WHAT THE EXERCISE ASKS ::
Without including any images, set down the records below exactly.
####################
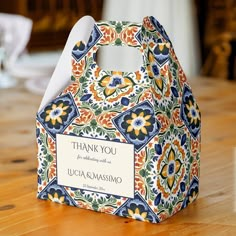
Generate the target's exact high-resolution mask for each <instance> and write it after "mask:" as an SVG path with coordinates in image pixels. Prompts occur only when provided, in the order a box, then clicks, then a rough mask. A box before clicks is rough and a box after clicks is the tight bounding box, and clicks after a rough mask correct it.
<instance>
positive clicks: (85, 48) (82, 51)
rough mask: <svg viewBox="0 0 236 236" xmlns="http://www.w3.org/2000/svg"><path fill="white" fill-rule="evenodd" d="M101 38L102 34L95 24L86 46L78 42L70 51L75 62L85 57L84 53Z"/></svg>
mask: <svg viewBox="0 0 236 236" xmlns="http://www.w3.org/2000/svg"><path fill="white" fill-rule="evenodd" d="M101 37H102V33H101V31H100V30H99V29H98V27H97V25H96V24H95V25H94V28H93V30H92V32H91V35H90V37H89V41H88V43H87V45H85V44H84V42H82V41H79V42H78V43H77V44H76V45H75V46H74V48H73V49H72V56H73V58H74V59H75V60H76V61H80V60H81V59H82V58H83V57H84V56H85V55H86V53H87V52H88V51H89V50H90V49H91V48H92V47H93V46H94V45H95V44H96V43H97V42H98V41H99V39H100V38H101Z"/></svg>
####################
RESPONSE BELOW ::
Generate the target's exact high-resolution mask for each <instance> and write it after "mask:" as an SVG path with coordinates in image pixels. Prompts occur only when provided, in the order a box, then clicks, then a rough mask. A box before clicks is rough and a box after clicks is the tight bounding box, and clicks after a rough mask correct it.
<instance>
positive clicks: (85, 48) (82, 51)
rough mask: <svg viewBox="0 0 236 236" xmlns="http://www.w3.org/2000/svg"><path fill="white" fill-rule="evenodd" d="M101 38L102 34L95 24L86 46L78 42L70 51L75 62L85 57L84 53Z"/></svg>
mask: <svg viewBox="0 0 236 236" xmlns="http://www.w3.org/2000/svg"><path fill="white" fill-rule="evenodd" d="M101 37H102V33H101V31H100V30H99V29H98V27H97V25H96V24H95V25H94V28H93V30H92V32H91V35H90V37H89V41H88V43H87V45H85V44H84V42H82V41H79V42H78V43H77V44H76V45H75V46H74V48H73V49H72V56H73V58H74V59H75V60H76V61H80V60H81V59H82V58H83V57H84V56H85V55H86V53H87V52H88V51H89V50H90V49H91V48H92V47H93V46H94V45H95V44H96V43H97V42H98V41H99V39H100V38H101Z"/></svg>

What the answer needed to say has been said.